QUOTED PASSAGE -
begin
Dev Stats Scraper

Discussion in 'Hobbies' started by Funky Biskit, Jan 8, 2017.

  1. Funky Biskit

    Funky Biskit Member

    So I really like numbers. The !stats command always interested me because it's cool to see all of your collective playtime and influence represented by numbers. However, there's a limitation. As you may know, we mere members can't look at other players stats. I've solved that. I wrote a webscraper python script that gathers data from the stats page for any player whose Steam ID you have (easily retrievable with "status" command in-game). Keep in mind that there are dependencies, use pip to install lxml and requests then you should be good to go. There are plenty more bits of data to be scraped, so go ahead and improve the script if you feel so inclined. Let me know if you find any bugs!

    Screenshot of the tool in action:
    [​IMG]

    To the lovely staff, I don't believe this is necessarily a harmful tool and I hope that you aren't upset by me releasing it. If anything, you can read the code and patch my retrieval method if you don't want this kind of functionality.


    Code:
    #SeriousData Webscraper by Funky Biskit
    #Last Updated January 8th, 2017
    
    import os
    import math
    import re
    from lxml import html
    import requests
    
    os.system('cls')
end
(Pointing and labeling entries)
begin
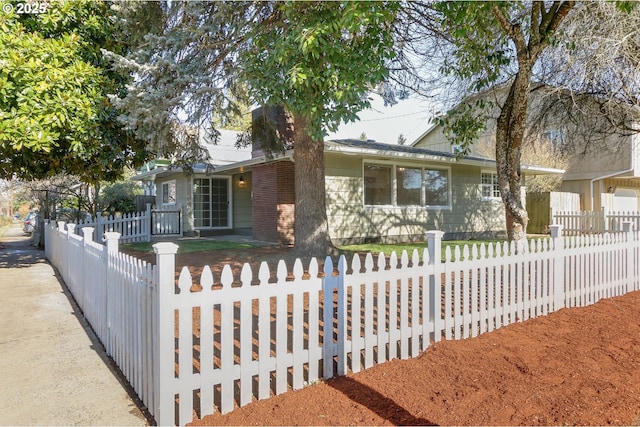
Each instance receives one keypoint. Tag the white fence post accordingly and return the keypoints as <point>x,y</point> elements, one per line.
<point>87,234</point>
<point>148,223</point>
<point>558,267</point>
<point>627,228</point>
<point>111,240</point>
<point>342,317</point>
<point>434,245</point>
<point>328,285</point>
<point>164,372</point>
<point>111,247</point>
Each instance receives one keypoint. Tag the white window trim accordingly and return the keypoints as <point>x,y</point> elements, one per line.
<point>482,196</point>
<point>165,192</point>
<point>228,178</point>
<point>394,185</point>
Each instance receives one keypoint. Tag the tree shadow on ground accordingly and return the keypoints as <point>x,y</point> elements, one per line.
<point>377,402</point>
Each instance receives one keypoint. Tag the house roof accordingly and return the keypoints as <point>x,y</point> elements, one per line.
<point>392,151</point>
<point>226,151</point>
<point>222,152</point>
<point>356,147</point>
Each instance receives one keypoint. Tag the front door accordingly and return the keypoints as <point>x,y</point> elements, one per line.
<point>211,202</point>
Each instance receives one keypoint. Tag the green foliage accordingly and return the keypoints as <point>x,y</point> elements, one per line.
<point>319,60</point>
<point>55,115</point>
<point>120,197</point>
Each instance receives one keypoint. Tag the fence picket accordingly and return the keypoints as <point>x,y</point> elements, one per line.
<point>370,314</point>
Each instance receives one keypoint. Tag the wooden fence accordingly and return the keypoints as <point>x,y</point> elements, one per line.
<point>198,348</point>
<point>586,222</point>
<point>139,226</point>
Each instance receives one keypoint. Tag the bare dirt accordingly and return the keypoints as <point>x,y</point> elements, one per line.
<point>578,366</point>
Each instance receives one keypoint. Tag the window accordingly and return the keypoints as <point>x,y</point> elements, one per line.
<point>408,186</point>
<point>377,185</point>
<point>211,202</point>
<point>398,185</point>
<point>489,185</point>
<point>169,193</point>
<point>556,138</point>
<point>436,187</point>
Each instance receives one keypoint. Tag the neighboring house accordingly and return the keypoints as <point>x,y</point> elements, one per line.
<point>606,175</point>
<point>602,166</point>
<point>375,192</point>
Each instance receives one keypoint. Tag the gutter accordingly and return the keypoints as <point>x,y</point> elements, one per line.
<point>612,174</point>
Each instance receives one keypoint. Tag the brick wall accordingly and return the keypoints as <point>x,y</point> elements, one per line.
<point>273,202</point>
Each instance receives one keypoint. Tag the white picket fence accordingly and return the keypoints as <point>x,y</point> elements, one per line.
<point>581,222</point>
<point>198,348</point>
<point>137,227</point>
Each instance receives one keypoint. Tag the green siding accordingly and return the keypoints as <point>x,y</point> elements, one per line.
<point>350,220</point>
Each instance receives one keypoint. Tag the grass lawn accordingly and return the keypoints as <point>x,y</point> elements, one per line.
<point>189,246</point>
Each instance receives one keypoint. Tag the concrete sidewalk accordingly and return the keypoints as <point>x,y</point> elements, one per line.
<point>53,369</point>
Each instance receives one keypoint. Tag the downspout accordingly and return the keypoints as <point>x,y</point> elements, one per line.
<point>612,174</point>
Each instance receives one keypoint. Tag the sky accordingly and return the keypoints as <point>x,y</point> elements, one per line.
<point>384,124</point>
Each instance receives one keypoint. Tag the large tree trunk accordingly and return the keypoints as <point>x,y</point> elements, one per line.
<point>311,226</point>
<point>511,123</point>
<point>510,131</point>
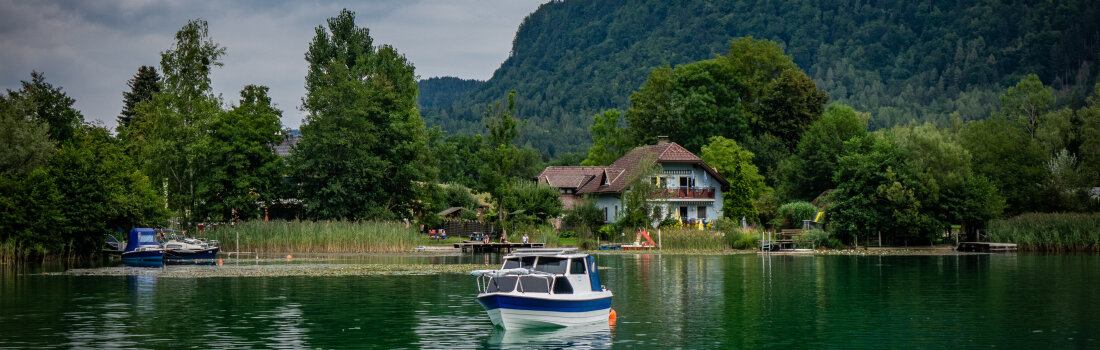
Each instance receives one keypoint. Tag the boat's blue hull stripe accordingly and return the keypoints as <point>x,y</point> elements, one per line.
<point>152,255</point>
<point>200,255</point>
<point>492,302</point>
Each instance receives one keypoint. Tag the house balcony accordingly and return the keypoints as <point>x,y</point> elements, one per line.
<point>684,193</point>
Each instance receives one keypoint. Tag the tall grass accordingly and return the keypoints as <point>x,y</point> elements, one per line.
<point>691,239</point>
<point>318,237</point>
<point>1054,232</point>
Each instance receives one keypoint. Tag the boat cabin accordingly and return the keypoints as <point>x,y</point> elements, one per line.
<point>551,271</point>
<point>140,238</point>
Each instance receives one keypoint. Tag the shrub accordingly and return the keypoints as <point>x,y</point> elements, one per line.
<point>822,238</point>
<point>792,214</point>
<point>691,239</point>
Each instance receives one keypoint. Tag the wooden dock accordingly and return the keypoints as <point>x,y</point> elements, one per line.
<point>986,247</point>
<point>493,247</point>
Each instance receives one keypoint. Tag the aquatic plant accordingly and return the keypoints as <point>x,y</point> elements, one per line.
<point>691,239</point>
<point>332,237</point>
<point>1054,232</point>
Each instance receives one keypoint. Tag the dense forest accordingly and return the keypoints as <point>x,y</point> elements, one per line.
<point>878,126</point>
<point>899,61</point>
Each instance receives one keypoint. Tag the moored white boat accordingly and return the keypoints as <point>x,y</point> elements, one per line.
<point>543,287</point>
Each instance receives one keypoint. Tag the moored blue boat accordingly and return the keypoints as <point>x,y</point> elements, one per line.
<point>543,287</point>
<point>142,245</point>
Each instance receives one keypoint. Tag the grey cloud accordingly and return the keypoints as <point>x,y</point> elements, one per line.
<point>91,48</point>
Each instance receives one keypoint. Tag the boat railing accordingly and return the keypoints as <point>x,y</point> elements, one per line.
<point>485,277</point>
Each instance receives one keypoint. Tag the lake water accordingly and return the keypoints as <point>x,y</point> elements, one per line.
<point>1014,301</point>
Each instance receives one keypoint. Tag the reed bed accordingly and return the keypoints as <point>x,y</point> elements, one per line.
<point>1052,232</point>
<point>318,237</point>
<point>692,239</point>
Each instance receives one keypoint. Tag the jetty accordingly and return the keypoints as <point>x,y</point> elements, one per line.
<point>479,247</point>
<point>986,247</point>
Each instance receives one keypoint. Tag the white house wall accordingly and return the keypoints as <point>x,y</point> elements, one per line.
<point>613,203</point>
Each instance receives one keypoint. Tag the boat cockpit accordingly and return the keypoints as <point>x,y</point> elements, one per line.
<point>546,271</point>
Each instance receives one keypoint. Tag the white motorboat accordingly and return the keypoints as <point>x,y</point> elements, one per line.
<point>543,287</point>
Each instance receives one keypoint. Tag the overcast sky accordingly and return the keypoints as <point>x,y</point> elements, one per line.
<point>90,48</point>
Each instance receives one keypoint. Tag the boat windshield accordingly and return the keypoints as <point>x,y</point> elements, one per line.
<point>513,263</point>
<point>578,266</point>
<point>554,265</point>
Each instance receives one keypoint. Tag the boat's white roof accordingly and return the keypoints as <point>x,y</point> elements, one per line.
<point>569,252</point>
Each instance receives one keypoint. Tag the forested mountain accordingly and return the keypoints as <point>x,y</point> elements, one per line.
<point>900,61</point>
<point>442,91</point>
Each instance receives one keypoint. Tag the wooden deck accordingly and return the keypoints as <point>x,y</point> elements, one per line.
<point>494,247</point>
<point>986,247</point>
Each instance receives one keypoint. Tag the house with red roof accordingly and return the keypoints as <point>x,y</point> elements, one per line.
<point>690,189</point>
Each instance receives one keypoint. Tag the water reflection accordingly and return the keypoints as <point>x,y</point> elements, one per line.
<point>1023,301</point>
<point>596,336</point>
<point>143,263</point>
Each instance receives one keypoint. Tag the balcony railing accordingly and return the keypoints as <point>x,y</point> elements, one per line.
<point>680,193</point>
end
TASK TO CARRY OUT -
Write out the stretch of the scraper post from "1. Funky Biskit" through "find any bugs!", changing "Steam ID" to "Steam account ID".

OUTPUT FOR THIS EXERCISE -
1. Funky Biskit

    Funky Biskit Member

    So I really like numbers. The !stats command always interested me because it's cool to see all of your collective playtime and influence represented by numbers. However, there's a limitation. As you may know, we mere members can't look at other players stats. I've solved that. I wrote a webscraper python script that gathers data from the stats page for any player whose Steam account ID you have (easily retrievable with "status" command in-game). Keep in mind that there are dependencies, use pip to install lxml and requests then you should be good to go. There are plenty more bits of data to be scraped, so go ahead and improve the script if you feel so inclined. Let me know if you find any bugs!